Pointing dataset listing:
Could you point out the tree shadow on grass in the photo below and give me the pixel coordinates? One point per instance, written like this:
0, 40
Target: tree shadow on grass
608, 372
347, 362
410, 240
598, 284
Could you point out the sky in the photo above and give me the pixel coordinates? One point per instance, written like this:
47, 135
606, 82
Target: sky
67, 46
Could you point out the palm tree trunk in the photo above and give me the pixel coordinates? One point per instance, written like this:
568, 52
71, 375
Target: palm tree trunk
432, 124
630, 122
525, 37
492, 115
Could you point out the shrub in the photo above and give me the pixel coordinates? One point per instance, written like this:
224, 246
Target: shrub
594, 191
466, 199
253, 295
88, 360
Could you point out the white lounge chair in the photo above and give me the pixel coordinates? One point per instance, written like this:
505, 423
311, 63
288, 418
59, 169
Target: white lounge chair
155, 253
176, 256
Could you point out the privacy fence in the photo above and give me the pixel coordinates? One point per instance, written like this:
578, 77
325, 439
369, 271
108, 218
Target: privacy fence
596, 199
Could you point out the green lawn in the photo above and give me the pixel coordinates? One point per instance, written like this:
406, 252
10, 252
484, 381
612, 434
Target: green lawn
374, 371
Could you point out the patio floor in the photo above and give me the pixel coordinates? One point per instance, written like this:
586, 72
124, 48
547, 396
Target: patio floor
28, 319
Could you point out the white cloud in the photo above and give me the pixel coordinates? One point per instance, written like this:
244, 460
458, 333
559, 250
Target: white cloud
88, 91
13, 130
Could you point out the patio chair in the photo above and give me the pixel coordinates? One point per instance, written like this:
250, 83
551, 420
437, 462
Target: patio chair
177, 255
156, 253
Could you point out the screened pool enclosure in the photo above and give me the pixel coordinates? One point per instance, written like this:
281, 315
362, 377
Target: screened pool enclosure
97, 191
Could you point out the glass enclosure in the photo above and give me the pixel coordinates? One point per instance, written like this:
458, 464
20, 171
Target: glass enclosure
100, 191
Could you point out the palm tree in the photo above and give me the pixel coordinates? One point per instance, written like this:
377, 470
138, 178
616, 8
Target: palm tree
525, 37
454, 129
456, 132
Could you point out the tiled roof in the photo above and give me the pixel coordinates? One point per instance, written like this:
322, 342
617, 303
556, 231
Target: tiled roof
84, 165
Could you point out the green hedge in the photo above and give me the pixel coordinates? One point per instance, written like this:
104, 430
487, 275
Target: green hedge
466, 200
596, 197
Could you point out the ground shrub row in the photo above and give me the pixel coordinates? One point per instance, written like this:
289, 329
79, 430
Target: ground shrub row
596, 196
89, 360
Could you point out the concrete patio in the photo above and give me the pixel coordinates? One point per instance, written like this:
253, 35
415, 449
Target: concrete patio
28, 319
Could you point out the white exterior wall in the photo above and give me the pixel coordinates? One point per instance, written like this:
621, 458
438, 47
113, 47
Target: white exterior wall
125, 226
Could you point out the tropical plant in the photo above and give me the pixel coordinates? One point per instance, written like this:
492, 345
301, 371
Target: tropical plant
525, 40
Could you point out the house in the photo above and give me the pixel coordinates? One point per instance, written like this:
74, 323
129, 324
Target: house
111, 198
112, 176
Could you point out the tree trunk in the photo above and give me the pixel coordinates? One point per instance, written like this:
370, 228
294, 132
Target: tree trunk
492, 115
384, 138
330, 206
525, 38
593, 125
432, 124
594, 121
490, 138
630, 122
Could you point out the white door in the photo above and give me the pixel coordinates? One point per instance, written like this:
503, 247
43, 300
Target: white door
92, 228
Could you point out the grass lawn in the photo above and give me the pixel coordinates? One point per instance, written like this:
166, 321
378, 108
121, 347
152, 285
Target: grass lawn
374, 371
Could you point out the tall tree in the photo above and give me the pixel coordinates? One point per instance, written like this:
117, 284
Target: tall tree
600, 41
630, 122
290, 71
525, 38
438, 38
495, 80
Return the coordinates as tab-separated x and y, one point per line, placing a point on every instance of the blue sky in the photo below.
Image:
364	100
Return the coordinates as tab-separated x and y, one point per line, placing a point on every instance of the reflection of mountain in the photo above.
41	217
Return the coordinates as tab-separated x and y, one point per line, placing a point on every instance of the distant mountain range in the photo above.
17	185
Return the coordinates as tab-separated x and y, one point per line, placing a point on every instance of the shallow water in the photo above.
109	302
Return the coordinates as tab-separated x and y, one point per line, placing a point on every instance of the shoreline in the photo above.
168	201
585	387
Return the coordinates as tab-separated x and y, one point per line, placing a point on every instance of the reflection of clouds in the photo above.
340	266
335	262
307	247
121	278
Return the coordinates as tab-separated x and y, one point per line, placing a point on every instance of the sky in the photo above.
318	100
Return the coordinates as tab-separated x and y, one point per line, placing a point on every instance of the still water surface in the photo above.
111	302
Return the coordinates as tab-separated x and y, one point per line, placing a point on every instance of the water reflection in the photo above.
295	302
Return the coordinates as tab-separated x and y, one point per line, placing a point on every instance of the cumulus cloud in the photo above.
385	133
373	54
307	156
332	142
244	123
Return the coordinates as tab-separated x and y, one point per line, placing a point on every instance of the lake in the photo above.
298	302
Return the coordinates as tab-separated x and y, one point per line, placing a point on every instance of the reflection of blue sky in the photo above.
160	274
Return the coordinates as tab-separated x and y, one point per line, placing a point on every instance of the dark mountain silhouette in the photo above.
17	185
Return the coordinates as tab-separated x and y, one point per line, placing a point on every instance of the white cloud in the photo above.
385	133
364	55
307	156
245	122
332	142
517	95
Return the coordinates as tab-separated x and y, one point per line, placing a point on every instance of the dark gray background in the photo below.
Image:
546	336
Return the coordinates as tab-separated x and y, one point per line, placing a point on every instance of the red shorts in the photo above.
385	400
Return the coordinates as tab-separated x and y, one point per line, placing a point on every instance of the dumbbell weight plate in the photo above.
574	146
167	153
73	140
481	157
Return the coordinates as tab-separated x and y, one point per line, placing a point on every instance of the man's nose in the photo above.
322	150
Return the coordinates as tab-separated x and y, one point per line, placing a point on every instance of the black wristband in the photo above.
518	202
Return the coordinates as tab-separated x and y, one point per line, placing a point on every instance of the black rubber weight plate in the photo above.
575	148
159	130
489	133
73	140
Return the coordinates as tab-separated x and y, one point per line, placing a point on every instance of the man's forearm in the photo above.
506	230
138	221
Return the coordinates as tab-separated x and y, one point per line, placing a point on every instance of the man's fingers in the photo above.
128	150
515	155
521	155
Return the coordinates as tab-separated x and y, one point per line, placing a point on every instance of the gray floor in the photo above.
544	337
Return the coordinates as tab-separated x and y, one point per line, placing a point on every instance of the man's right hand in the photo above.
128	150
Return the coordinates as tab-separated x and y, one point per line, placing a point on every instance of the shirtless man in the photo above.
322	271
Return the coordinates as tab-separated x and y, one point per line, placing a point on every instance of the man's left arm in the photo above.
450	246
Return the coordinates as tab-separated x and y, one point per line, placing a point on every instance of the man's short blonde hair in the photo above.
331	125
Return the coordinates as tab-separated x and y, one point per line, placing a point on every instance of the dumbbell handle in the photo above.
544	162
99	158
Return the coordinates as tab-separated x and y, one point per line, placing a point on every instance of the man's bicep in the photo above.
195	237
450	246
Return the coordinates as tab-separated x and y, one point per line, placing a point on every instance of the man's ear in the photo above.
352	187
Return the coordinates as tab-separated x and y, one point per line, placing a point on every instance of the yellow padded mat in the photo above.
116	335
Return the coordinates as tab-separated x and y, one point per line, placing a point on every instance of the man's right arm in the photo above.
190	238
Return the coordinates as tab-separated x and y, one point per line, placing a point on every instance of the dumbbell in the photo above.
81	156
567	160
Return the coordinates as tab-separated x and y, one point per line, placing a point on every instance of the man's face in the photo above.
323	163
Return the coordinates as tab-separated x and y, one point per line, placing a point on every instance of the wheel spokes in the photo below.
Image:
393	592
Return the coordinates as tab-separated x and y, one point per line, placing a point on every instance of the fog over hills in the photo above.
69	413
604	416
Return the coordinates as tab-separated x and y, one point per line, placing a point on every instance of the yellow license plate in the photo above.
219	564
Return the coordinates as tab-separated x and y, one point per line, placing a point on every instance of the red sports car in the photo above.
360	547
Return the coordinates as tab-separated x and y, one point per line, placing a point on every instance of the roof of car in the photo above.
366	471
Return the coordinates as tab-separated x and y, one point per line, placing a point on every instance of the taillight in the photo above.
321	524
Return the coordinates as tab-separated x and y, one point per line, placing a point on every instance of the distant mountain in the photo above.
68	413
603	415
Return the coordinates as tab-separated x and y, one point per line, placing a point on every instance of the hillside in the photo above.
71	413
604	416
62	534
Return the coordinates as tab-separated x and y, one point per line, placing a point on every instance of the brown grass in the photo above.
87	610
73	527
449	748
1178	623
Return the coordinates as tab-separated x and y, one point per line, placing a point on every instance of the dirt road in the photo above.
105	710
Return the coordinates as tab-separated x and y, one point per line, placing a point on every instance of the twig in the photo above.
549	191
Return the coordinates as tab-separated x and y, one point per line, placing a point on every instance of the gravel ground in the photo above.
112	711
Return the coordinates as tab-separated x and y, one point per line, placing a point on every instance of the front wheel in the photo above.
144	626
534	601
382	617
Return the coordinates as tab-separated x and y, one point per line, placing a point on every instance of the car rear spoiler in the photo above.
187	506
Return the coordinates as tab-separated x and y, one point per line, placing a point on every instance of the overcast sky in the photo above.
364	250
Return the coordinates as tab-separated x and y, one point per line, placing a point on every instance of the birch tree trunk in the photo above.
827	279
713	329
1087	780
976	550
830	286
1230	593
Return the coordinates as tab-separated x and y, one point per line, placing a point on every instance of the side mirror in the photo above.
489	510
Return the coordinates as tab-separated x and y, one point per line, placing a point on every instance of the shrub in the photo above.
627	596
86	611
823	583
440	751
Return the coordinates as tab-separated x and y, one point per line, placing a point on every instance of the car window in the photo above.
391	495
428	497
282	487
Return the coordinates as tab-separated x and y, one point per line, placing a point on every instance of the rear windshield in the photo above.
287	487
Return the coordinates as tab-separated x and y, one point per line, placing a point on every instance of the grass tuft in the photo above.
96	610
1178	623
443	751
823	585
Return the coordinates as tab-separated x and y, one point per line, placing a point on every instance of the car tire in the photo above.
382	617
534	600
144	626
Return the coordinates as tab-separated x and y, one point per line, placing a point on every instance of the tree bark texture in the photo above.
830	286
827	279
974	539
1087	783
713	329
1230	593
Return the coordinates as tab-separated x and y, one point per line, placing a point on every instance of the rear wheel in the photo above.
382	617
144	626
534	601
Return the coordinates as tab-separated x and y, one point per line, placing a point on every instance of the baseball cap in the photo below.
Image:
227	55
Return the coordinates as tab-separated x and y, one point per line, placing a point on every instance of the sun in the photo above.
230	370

» **Task directions**
Please rewrite every line of the listing from the line with "rear wheel in the photo above." up to and including its final line, keeping the request lines as they are. In the answers, multiply each x and y coordinate by 1.95 and round to the nearest whole number, with halves rounded up.

» **Answer to this task**
Return the coordinates as tab-separated x and y, one point per line, placing a point on every instance of the rear wheel in the photo above.
745	1203
281	1221
1041	1172
Return the coordinates as tab-separated x and y, one point per line, placing a point on every instance of the baseball cap in the photo below.
Image:
443	107
Return the coordinates as tab-separated x and y, one point per line, placing a point on every instance of the sun in the photo above.
449	722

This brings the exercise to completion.